Selected passage –
[START]

Antonio Amaya

Personal information
- Nationality: Panamanian
- Born: 1945 Colon, Panama
- Died: January 16, 2025

Boxing career
- Weight class: Featherweight, Junior Lightweight

Boxing record
- Total fights: 77
- Wins: 48
- Win by KO: 10
- Losses: 22

= Antonio Amaya (boxer) =

Panamanian boxer and singer (1945–2025)

Antonio "El Buchi" Amaya Góndola (1945 – 26 January 2025) was a Panamanian professional boxer in the Junior Lightweight division and professional singer. In 1969, 1970 and 1974, he came very close to winning a world title in world championship fights, and as a consequence, was later nicknamed as an "uncrowned champion" by some critics and experts. Amaya died on 26 January 2025, at the age of 79.

The World Boxing Association described Amaya as an "honorary world champion". He was a member of the music band, Los Morenos Alegres de Colon, whose "The Happy Black People of Colon" song became a hit and who were widely recognised in Panama with a song named after him, "Amaya Sufre del Córazon" ("Amaya Has a Broken Heart").

Amaya was trained by Isaac Kresh, who was also the trainer of Ismael Laguna, Ernesto Marcel and Enrique Pinder, among others.

==Career==
Amaya represented Panama at the 1963 Pan American Games boxing competition in Brazil. He contested in 77 professional fights held in 14 countries. His manager was Carlos Eleta.

Amaya debuted as a professional on 18 August 1963, when he defeated Herbert Locke by a third-round knockout at the Gimnasio Neco de la Guardia in Panama City. Amaya won his first ten contests, including a fifth-round disqualification victory against Federico Bell on 19 April 1964 at Gimnasio Nacional in a rematch between him and Bell.

On 9 August 1963, Amaya suffered the first blemish on his professional record, when held to a ten-rounds draw (tie) by another Panamanian prospect of the time, the hard-hitting Carlos Rios, who had a record of ten wins and two losses with all ten wins by knockout, in a fight that was held at the Gimnasio Nacional in Panama City, as the main event of the day's boxing show there.

Amaya won his next contest after meeting Rios, and then, in November 1964 traveled to Venezuela for his first fight abroad, which was held on 16 November 1964, against Cesar Castillo, a prospect with 5 wins and 2 losses, in Maracaibo. Amaya tasted defeat as a professional for the first time, being deemed a loser by decision after ten rounds of fighting.

Amaya had better luck in his next fight, as he contested Carlos Rios in a rematch, this time for the Panamanian Featherweight title, on 20 December 1964, at the Estadio Olimpico ("Olympic Stadium") in Panama City. Amaya won the title when he scored a rare (for him) knockout win, winning in the fifth round. This was one of only ten knockout wins that Amaya amassed in 77 professional fights.

[END]

(Lines pointing to named objects)
[START]

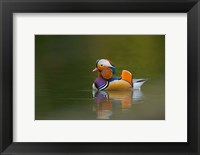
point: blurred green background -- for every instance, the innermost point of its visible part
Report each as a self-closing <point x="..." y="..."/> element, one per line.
<point x="63" y="75"/>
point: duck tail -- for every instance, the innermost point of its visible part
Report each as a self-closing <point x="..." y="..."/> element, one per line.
<point x="127" y="76"/>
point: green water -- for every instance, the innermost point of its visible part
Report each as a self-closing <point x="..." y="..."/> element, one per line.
<point x="63" y="77"/>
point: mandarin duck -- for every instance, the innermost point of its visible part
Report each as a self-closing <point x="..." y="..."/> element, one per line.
<point x="106" y="81"/>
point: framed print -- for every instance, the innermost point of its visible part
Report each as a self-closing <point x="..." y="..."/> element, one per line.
<point x="78" y="76"/>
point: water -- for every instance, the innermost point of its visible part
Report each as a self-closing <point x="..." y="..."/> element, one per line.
<point x="63" y="77"/>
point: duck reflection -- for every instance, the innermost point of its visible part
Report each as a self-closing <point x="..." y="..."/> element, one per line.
<point x="105" y="100"/>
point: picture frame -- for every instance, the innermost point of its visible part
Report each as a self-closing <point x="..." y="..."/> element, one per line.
<point x="8" y="7"/>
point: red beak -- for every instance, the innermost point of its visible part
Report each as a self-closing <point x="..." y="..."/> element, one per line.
<point x="96" y="69"/>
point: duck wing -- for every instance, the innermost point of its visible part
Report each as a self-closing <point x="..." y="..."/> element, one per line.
<point x="106" y="73"/>
<point x="137" y="83"/>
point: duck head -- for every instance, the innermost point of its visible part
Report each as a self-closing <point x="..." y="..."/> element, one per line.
<point x="102" y="63"/>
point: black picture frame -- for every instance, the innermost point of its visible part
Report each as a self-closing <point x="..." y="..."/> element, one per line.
<point x="8" y="7"/>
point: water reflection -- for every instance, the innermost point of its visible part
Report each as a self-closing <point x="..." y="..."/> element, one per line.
<point x="105" y="100"/>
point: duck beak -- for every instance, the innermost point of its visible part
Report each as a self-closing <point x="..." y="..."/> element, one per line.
<point x="96" y="69"/>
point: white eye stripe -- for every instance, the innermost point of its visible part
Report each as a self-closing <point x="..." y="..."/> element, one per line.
<point x="105" y="63"/>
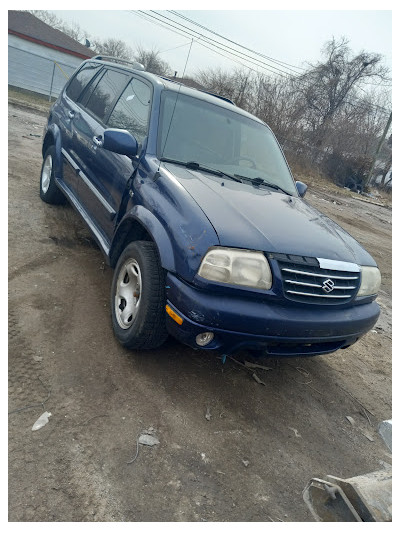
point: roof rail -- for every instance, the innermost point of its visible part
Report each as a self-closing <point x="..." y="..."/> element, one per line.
<point x="201" y="90"/>
<point x="111" y="59"/>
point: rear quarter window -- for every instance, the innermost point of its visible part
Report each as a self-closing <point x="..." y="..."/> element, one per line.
<point x="81" y="80"/>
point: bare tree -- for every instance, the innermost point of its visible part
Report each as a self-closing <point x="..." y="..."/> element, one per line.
<point x="152" y="62"/>
<point x="112" y="47"/>
<point x="328" y="85"/>
<point x="72" y="30"/>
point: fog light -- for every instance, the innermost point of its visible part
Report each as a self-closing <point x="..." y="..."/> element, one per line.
<point x="203" y="339"/>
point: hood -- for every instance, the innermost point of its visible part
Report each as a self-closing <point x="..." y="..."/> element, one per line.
<point x="245" y="216"/>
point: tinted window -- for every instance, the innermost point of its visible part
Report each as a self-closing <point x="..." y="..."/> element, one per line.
<point x="132" y="110"/>
<point x="218" y="136"/>
<point x="104" y="95"/>
<point x="81" y="80"/>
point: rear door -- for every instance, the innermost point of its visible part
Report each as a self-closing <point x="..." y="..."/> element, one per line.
<point x="99" y="205"/>
<point x="69" y="120"/>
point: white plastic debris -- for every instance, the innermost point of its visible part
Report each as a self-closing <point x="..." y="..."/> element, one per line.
<point x="385" y="431"/>
<point x="41" y="421"/>
<point x="148" y="440"/>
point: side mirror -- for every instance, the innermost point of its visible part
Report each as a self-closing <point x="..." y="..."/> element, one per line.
<point x="301" y="188"/>
<point x="120" y="141"/>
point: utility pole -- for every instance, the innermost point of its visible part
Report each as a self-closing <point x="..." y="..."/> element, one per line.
<point x="369" y="177"/>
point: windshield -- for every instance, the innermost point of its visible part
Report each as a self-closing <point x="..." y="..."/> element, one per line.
<point x="221" y="139"/>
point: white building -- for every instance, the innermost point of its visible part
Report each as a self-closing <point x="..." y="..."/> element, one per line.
<point x="40" y="58"/>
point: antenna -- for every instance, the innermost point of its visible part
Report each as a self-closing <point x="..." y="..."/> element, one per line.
<point x="177" y="96"/>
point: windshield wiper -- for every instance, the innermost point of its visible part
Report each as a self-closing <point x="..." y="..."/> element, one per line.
<point x="193" y="165"/>
<point x="260" y="181"/>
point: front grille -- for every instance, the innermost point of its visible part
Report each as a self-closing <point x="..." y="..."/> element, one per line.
<point x="307" y="283"/>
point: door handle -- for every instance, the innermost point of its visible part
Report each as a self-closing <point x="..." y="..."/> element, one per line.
<point x="98" y="141"/>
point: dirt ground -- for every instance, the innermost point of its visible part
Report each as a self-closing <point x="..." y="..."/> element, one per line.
<point x="230" y="449"/>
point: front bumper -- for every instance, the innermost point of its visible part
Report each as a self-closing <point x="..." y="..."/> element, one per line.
<point x="239" y="322"/>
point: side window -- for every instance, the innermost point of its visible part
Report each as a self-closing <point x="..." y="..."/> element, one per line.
<point x="132" y="110"/>
<point x="106" y="92"/>
<point x="81" y="80"/>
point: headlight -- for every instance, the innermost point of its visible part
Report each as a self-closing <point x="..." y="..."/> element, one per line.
<point x="370" y="281"/>
<point x="238" y="267"/>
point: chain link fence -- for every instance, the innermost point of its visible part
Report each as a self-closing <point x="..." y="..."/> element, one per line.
<point x="33" y="72"/>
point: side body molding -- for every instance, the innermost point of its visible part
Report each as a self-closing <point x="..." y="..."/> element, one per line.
<point x="53" y="136"/>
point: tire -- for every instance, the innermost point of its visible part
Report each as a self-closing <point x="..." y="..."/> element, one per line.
<point x="49" y="192"/>
<point x="138" y="297"/>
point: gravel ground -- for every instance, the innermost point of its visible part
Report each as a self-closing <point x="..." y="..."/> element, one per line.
<point x="230" y="449"/>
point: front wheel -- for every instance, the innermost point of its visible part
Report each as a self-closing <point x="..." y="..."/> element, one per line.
<point x="49" y="192"/>
<point x="138" y="297"/>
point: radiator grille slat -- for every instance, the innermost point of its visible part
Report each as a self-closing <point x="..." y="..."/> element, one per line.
<point x="308" y="283"/>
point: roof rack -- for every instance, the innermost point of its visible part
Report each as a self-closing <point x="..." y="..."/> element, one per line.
<point x="201" y="90"/>
<point x="111" y="59"/>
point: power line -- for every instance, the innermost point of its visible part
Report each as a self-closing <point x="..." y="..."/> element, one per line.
<point x="282" y="63"/>
<point x="202" y="36"/>
<point x="198" y="40"/>
<point x="167" y="25"/>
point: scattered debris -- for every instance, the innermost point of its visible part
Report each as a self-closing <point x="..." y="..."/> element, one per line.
<point x="248" y="364"/>
<point x="204" y="458"/>
<point x="148" y="440"/>
<point x="256" y="378"/>
<point x="351" y="420"/>
<point x="385" y="431"/>
<point x="297" y="434"/>
<point x="368" y="436"/>
<point x="41" y="421"/>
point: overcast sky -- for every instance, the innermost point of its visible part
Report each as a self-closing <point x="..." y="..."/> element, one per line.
<point x="292" y="36"/>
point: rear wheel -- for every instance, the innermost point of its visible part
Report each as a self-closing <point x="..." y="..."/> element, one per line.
<point x="49" y="192"/>
<point x="138" y="297"/>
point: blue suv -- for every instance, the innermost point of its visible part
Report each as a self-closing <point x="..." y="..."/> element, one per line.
<point x="193" y="204"/>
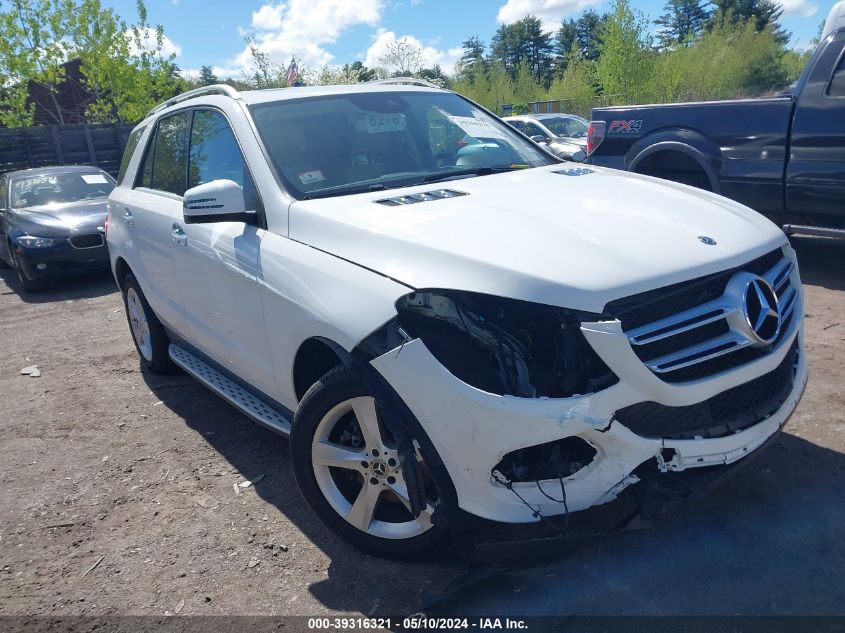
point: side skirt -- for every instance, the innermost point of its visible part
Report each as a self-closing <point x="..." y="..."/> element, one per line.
<point x="240" y="397"/>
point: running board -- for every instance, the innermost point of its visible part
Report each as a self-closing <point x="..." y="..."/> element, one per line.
<point x="817" y="231"/>
<point x="239" y="397"/>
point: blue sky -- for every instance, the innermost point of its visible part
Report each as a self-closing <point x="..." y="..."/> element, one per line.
<point x="211" y="32"/>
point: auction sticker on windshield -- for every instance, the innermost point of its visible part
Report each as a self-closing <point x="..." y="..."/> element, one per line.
<point x="385" y="123"/>
<point x="476" y="128"/>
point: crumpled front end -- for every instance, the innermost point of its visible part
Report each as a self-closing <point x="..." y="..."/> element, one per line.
<point x="696" y="393"/>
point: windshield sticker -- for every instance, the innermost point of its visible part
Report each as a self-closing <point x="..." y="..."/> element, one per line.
<point x="94" y="179"/>
<point x="477" y="128"/>
<point x="377" y="123"/>
<point x="310" y="177"/>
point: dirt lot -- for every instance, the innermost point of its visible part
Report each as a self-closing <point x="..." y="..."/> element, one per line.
<point x="117" y="497"/>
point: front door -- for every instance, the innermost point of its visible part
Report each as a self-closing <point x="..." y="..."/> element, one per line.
<point x="816" y="171"/>
<point x="218" y="263"/>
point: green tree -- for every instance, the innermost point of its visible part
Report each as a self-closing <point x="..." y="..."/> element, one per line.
<point x="761" y="13"/>
<point x="207" y="76"/>
<point x="682" y="21"/>
<point x="565" y="38"/>
<point x="588" y="30"/>
<point x="625" y="63"/>
<point x="524" y="41"/>
<point x="471" y="64"/>
<point x="123" y="67"/>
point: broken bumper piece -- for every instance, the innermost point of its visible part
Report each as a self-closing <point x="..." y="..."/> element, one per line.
<point x="473" y="431"/>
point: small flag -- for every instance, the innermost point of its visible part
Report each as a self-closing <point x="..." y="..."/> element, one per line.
<point x="292" y="73"/>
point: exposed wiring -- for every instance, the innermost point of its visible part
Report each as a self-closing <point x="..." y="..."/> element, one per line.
<point x="535" y="512"/>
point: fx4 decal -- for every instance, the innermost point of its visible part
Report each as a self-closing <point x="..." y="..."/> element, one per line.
<point x="625" y="127"/>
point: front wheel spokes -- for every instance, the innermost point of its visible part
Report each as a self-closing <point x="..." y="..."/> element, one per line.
<point x="363" y="510"/>
<point x="367" y="416"/>
<point x="326" y="453"/>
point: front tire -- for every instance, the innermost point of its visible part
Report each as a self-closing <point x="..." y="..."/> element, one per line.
<point x="148" y="333"/>
<point x="28" y="285"/>
<point x="347" y="468"/>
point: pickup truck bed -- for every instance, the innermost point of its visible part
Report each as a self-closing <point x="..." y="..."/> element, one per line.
<point x="783" y="156"/>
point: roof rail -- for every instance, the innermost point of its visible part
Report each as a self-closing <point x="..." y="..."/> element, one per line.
<point x="410" y="81"/>
<point x="215" y="89"/>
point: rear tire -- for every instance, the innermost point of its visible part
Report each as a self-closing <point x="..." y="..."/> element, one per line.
<point x="148" y="333"/>
<point x="348" y="470"/>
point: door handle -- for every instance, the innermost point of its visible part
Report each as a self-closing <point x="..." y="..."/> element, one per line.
<point x="178" y="235"/>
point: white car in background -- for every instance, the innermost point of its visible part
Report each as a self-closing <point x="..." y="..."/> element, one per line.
<point x="564" y="134"/>
<point x="445" y="331"/>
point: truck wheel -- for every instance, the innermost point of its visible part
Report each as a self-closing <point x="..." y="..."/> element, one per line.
<point x="147" y="331"/>
<point x="348" y="470"/>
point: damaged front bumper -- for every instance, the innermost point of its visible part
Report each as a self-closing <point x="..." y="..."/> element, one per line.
<point x="473" y="430"/>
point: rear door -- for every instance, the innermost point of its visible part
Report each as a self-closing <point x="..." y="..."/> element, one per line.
<point x="816" y="170"/>
<point x="218" y="263"/>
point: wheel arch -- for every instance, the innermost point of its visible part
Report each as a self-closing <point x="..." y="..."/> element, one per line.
<point x="121" y="269"/>
<point x="706" y="154"/>
<point x="316" y="356"/>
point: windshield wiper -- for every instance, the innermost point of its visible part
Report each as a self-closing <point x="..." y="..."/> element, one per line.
<point x="472" y="171"/>
<point x="340" y="191"/>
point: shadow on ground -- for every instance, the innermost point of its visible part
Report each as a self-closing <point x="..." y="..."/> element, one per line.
<point x="64" y="289"/>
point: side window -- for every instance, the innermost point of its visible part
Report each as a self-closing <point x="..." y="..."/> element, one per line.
<point x="215" y="155"/>
<point x="131" y="144"/>
<point x="145" y="173"/>
<point x="532" y="129"/>
<point x="837" y="84"/>
<point x="171" y="153"/>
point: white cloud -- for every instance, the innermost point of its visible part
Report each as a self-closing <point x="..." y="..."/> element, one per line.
<point x="148" y="42"/>
<point x="302" y="28"/>
<point x="430" y="55"/>
<point x="803" y="8"/>
<point x="551" y="12"/>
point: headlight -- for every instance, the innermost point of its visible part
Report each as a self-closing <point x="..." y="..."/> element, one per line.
<point x="29" y="241"/>
<point x="506" y="346"/>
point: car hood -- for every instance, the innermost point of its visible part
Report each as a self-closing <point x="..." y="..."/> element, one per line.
<point x="566" y="235"/>
<point x="56" y="220"/>
<point x="580" y="141"/>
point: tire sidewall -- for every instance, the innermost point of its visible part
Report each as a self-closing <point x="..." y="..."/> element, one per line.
<point x="339" y="385"/>
<point x="160" y="362"/>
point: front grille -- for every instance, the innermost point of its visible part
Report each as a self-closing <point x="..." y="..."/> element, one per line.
<point x="723" y="414"/>
<point x="689" y="330"/>
<point x="90" y="240"/>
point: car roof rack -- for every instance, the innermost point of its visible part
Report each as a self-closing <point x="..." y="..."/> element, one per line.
<point x="408" y="81"/>
<point x="214" y="89"/>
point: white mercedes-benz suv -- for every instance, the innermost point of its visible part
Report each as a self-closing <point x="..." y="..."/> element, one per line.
<point x="443" y="328"/>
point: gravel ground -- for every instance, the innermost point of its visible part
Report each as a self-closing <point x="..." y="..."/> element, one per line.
<point x="117" y="496"/>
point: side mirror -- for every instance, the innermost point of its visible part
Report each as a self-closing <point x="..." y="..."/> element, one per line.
<point x="216" y="201"/>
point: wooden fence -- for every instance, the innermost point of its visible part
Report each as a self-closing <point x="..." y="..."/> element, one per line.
<point x="45" y="145"/>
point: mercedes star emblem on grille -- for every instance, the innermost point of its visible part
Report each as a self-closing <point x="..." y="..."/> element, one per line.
<point x="760" y="305"/>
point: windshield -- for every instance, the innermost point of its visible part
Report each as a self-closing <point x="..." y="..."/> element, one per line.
<point x="336" y="145"/>
<point x="574" y="127"/>
<point x="46" y="189"/>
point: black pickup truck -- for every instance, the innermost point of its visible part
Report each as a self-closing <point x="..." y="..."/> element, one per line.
<point x="783" y="156"/>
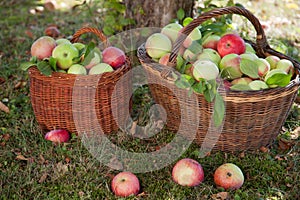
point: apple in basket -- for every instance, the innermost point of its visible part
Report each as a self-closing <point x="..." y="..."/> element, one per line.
<point x="100" y="68"/>
<point x="231" y="43"/>
<point x="125" y="184"/>
<point x="113" y="56"/>
<point x="65" y="53"/>
<point x="229" y="176"/>
<point x="188" y="172"/>
<point x="58" y="135"/>
<point x="43" y="47"/>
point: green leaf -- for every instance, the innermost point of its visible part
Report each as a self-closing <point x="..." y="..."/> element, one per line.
<point x="185" y="81"/>
<point x="279" y="79"/>
<point x="44" y="67"/>
<point x="52" y="62"/>
<point x="187" y="21"/>
<point x="219" y="110"/>
<point x="240" y="87"/>
<point x="26" y="65"/>
<point x="249" y="68"/>
<point x="180" y="14"/>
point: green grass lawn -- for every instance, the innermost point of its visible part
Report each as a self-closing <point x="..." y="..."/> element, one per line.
<point x="33" y="168"/>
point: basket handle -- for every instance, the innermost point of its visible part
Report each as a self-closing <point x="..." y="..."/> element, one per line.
<point x="84" y="30"/>
<point x="261" y="46"/>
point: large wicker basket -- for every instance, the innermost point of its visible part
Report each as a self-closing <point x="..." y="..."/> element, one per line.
<point x="53" y="99"/>
<point x="252" y="118"/>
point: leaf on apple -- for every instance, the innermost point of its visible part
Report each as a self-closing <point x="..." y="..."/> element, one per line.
<point x="279" y="79"/>
<point x="240" y="87"/>
<point x="249" y="68"/>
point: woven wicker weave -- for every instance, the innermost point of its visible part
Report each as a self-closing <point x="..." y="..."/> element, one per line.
<point x="52" y="96"/>
<point x="252" y="118"/>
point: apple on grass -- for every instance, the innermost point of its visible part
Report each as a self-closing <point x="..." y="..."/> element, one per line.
<point x="100" y="68"/>
<point x="229" y="176"/>
<point x="188" y="172"/>
<point x="231" y="43"/>
<point x="58" y="136"/>
<point x="114" y="56"/>
<point x="205" y="69"/>
<point x="43" y="47"/>
<point x="77" y="69"/>
<point x="65" y="53"/>
<point x="125" y="184"/>
<point x="158" y="45"/>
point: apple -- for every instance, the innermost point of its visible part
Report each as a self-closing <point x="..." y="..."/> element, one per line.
<point x="62" y="41"/>
<point x="193" y="36"/>
<point x="285" y="65"/>
<point x="249" y="48"/>
<point x="211" y="42"/>
<point x="171" y="31"/>
<point x="210" y="54"/>
<point x="263" y="66"/>
<point x="229" y="176"/>
<point x="249" y="56"/>
<point x="157" y="45"/>
<point x="77" y="69"/>
<point x="205" y="69"/>
<point x="258" y="85"/>
<point x="94" y="61"/>
<point x="272" y="61"/>
<point x="65" y="53"/>
<point x="79" y="46"/>
<point x="43" y="47"/>
<point x="58" y="136"/>
<point x="230" y="66"/>
<point x="188" y="172"/>
<point x="189" y="55"/>
<point x="101" y="68"/>
<point x="125" y="184"/>
<point x="114" y="56"/>
<point x="231" y="43"/>
<point x="242" y="80"/>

[END]

Requirements –
a – List every opponent the Antonio Amaya biography names as someone Amaya fought.
b – Write the next part of the Antonio Amaya biography, picking up after its last sentence.

Answers to the problems –
a – Herbert Locke, Federico Bell, Carlos Rios, Cesar Castillo

b –
On 24 July 1965, Amaya would face Argentine Carlos Cañete, himself also a future world championship challenger. The pair boxed to a ten rounds draw at the Luna Park Stadium in Buenos Aires. Cañete had won 39 and lost 2 and drawn 1 of his 42 contests when he and Amaya duly met.

Amaya followed the draw with Caňete by winning nine bouts in a row. Included among these was a win over world ranked Rafiu King, his Asian debut with a fight in the Philippines, his first contest to take place in Mexico and various defenses of his national Featherweight championship.

During his second contest in Mexico, Amaya drew on 17 December 1966 with Mario Diaz, who had won 41, lost 9 and drawn 1 of his fifty one bouts, at Toreo de Cuatro Caminos bullring in Mexico City, to stop his nine-fight winning streak in the main event of a program that also featured a fight by the legendary Cuban-Mexican, International Boxing Hall of Fame member and multiple times world champion Jose Napoles. But Amaya immediately began a new streak, which reached five, including a win over future world champion Rene Barrientos, beaten by ten rounds decision on 22 July 1967 in Panama City. All five of those wins were on points over ten rounds, with two coming in Mexico, two in Caracas, Venezuela and the Barrientos one in Panama.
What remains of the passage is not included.